GOAL ::
Restate each entry word for word, leaving nothing out.

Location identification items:
'''

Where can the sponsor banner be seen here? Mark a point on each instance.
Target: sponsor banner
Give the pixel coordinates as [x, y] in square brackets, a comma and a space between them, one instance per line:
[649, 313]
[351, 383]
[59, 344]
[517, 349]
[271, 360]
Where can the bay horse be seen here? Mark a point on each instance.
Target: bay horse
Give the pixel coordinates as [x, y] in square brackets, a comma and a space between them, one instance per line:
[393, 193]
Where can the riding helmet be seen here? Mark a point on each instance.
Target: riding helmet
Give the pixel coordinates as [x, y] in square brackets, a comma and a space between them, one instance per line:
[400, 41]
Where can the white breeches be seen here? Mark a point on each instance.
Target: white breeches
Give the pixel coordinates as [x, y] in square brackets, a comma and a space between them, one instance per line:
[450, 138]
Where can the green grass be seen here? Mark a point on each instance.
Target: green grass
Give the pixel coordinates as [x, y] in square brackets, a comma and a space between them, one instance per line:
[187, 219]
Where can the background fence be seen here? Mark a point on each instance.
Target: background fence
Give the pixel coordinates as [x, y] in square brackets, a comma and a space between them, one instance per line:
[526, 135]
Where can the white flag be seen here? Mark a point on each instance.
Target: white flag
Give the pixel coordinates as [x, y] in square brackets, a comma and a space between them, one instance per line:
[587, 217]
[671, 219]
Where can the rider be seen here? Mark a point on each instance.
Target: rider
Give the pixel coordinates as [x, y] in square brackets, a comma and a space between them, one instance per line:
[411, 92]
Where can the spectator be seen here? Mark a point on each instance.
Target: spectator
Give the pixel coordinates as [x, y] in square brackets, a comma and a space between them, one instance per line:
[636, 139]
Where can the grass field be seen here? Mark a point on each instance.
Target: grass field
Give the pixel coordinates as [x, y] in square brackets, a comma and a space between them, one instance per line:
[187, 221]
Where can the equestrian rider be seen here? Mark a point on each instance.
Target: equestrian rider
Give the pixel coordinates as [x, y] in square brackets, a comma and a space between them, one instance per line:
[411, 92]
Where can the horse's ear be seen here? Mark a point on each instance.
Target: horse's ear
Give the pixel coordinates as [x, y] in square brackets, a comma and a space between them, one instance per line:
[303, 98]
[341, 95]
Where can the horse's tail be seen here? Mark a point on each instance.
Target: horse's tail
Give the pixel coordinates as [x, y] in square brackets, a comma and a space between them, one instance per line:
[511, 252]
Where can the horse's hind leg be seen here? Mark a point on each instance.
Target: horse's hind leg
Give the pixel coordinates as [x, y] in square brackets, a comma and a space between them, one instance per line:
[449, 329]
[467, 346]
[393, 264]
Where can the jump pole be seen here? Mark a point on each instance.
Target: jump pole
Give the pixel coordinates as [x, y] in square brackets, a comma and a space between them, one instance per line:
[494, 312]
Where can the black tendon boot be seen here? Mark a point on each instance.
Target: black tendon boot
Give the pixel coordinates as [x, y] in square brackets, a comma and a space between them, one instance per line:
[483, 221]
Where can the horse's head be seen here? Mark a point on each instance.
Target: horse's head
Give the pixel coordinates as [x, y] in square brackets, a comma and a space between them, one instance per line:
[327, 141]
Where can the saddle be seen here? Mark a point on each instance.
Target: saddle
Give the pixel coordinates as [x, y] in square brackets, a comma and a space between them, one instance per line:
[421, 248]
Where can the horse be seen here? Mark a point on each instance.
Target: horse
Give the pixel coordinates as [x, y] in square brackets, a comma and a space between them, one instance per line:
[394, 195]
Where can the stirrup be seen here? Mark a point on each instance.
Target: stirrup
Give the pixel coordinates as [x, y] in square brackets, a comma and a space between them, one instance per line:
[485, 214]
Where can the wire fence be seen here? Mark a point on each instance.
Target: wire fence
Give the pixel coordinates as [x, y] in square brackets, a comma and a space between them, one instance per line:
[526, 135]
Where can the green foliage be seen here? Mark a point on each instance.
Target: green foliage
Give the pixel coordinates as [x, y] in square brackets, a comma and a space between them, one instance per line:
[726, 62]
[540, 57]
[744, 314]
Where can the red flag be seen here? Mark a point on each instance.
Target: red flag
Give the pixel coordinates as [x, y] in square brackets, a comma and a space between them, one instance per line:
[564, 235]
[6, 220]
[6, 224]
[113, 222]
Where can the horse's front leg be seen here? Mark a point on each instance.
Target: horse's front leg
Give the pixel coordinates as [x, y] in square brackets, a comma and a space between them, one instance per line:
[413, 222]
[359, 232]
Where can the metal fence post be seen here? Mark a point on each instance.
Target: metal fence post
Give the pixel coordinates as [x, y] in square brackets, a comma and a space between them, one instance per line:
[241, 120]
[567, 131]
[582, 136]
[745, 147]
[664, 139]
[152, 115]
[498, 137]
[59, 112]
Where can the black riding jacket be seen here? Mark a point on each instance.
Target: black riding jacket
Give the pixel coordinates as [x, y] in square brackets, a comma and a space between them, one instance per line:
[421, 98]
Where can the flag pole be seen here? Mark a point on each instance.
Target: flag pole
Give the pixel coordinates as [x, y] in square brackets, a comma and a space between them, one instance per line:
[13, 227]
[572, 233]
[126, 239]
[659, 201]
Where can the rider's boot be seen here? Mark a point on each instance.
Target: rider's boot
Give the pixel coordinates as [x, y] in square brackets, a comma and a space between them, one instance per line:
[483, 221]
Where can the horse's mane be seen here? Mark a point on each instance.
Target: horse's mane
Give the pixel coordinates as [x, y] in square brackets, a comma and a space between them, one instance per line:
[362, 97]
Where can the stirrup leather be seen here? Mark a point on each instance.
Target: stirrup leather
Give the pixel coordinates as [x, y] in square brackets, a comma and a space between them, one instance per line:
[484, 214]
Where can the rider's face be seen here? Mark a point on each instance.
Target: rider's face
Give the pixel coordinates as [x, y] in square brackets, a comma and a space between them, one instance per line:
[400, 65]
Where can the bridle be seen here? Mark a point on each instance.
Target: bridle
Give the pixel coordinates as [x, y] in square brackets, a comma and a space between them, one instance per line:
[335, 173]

'''

EXERCISE OUTPUT ::
Where can the sponsor banner be seen here? Mark a point on each instance.
Target: sponsor banner
Give the pixel coordinates as [x, y] in square brackets, a comma and a space between them, one instance per line:
[649, 313]
[351, 383]
[59, 344]
[517, 349]
[271, 360]
Where can the bay horse be seen here? Mark a point on each instance.
Target: bay horse
Give the pixel coordinates as [x, y] in square brackets, a comma and a space between them, one instance per line:
[393, 193]
Where can the riding helmet be seen here? Mark a point on each instance.
Target: riding helmet
Give the pixel coordinates as [x, y] in square brackets, a comma and a space between them, one instance per line:
[400, 41]
Where can the white breeches be seen here? Mark a point on each instance.
Target: white breeches
Give the pixel coordinates as [x, y] in square brackets, a comma and a space between them, one instance per line:
[450, 138]
Where can the green grass be seen here? Mark a point on each instance.
Target: green grass
Give the pixel coordinates as [x, y] in square brackets, a comma and a space between them, one instance per line:
[187, 219]
Where can the background fence be seen here? Mark a point on each instance.
Target: background fence
Give the pixel coordinates as [x, y] in square brackets, a comma and a space between them, one instance per line:
[526, 135]
Where can the white flag be seen here? Mark a point on each instance.
Target: white flag
Give the pixel coordinates as [x, y] in square brackets, a comma and a space between them, one instance per line:
[587, 217]
[671, 219]
Where can the rider be seen here? Mark a point on each instance.
Target: rider
Give the pixel coordinates as [x, y] in square brackets, a comma and a space between them, one instance per line:
[411, 92]
Where can the spectator be seen here? Mark a point on each instance.
Target: spectator
Give the pixel coordinates as [x, y] in square brackets, a comma and a space between them, one instance per line:
[636, 139]
Where can the grass field be seen here? Mark a point on each instance.
Target: grass field
Give the pixel coordinates as [x, y] in square brackets, a comma and a space between them, one instance per line:
[187, 221]
Where can the equestrian rider be seen here? Mark a point on each instance.
Target: equestrian rider
Give the pixel coordinates as [x, y] in square brackets, a comma and a space between them, one instance per line:
[411, 92]
Where can the horse's ear be seen here? Mark a point on each instance.
Target: horse's ear
Give the pixel coordinates as [x, y] in square brackets, a comma and a space between them, one instance per line:
[303, 98]
[341, 95]
Where can the horse's tail be seen here? Mark a point on each instance.
Target: horse's tail
Give the pixel coordinates as [x, y] in square brackets, a comma and a space between them, one instance per line:
[511, 252]
Where can the horse's hind leg be seen here? Mark a point on each instance.
Target: horse's hind leg
Give the pixel coordinates as [x, y] in square brackets, a comma and a space between them, one instance per line:
[449, 329]
[467, 346]
[393, 264]
Where can the jump pole be seen here? Mark a point on each instance.
Target: jump pole
Give the pixel coordinates as [x, y] in square brackets, a comma and a space between them, one instance per line:
[494, 312]
Where can the black tendon boot be seen here? Mark a point on each instance.
Target: black tendon boot
Give the pixel coordinates as [x, y] in square brackets, a comma and a space between them, one instance per line:
[483, 221]
Where can the horse's head be seen here? Mark a point on each instance.
Target: horse's head
Give the pixel coordinates as [x, y] in square brackets, a comma and a space between them, one instance per line:
[327, 141]
Where can the saddle be seen here? Mark a point on each instance.
Target: saddle
Give the pixel coordinates as [x, y] in square brackets, a comma and a space between them, one instance per line:
[421, 248]
Where can the horse be seen here? Mark a point on each instance.
Target: horse
Give the pixel coordinates as [x, y] in square brackets, a comma and a space between them, one instance per line:
[394, 195]
Where can the stirrup be seen here? Mark a point on each instance.
Target: stirrup
Give the pixel coordinates as [x, y] in square brackets, a comma and a space between them, one instance per line:
[485, 214]
Where can the wire fence be seen here? Mark a point on each instance.
Target: wire fence
Give the pixel coordinates as [x, y] in square brackets, a comma and a space between them, one instance per line:
[526, 135]
Where can the green foliage be seen here? Mark a point on each instance.
Target: green foliage
Give the pixel coordinates as [x, y] in square brackets, a comma and a space between them, one instance per line:
[726, 62]
[540, 57]
[744, 314]
Where can the red flag be seen here? Mark a point on each instance.
Target: red flag
Give the pixel coordinates as [x, y] in square brackets, a comma and a space between them, one instance per line:
[564, 235]
[6, 220]
[6, 224]
[113, 222]
Where can the horse's front leg be seen here? Mark a point on each instance.
Target: horse's front leg
Give the pixel coordinates as [x, y] in square brackets, a comma and a space between them, one instance per line:
[413, 222]
[359, 232]
Where can the metal fence post be seen here? Mark a point on each instance.
Target: metal fence post
Give the pixel coordinates as [x, y] in square brackets, a comma and a space between them, one instance per line:
[241, 120]
[567, 131]
[582, 136]
[745, 147]
[664, 139]
[152, 115]
[498, 137]
[59, 112]
Where can the black riding jacket be seen here? Mark a point on each instance.
Target: black riding jacket
Give the pixel coordinates as [x, y] in square brackets, a comma and a space between them, one instance per line:
[421, 98]
Where can the flag pole be seen here? Mark a point on each instance.
Target: flag pole
Give the pixel coordinates as [x, y] in square brackets, a comma and a space between them, one instance per line:
[13, 227]
[572, 233]
[126, 239]
[659, 201]
Where can the rider's boot be seen here? Mark a point on each instance.
Target: rider's boot
Give the pixel coordinates as [x, y] in square brackets, a comma and a space between them, one instance per line:
[483, 221]
Where can the horse's mane be seen here? Mark a point on each instance.
Target: horse's mane
Give the pixel coordinates as [x, y] in square brackets, a comma and a space between them, one instance per line:
[362, 97]
Where can the stirrup leather be seen here? Mark a point on each instance.
Target: stirrup leather
Give the pixel coordinates as [x, y] in square brackets, a comma and a space between them, one instance per line:
[484, 214]
Where can the rider's face be seen here? Mark a point on each instance.
Target: rider's face
Give the pixel coordinates as [x, y] in square brackets, a comma and a space between them, one instance per line:
[400, 65]
Where can the bridle be seen here? Mark a point on each instance.
Target: bridle
Give the pixel coordinates as [x, y] in square brackets, a comma and a space between them, one instance per line:
[335, 173]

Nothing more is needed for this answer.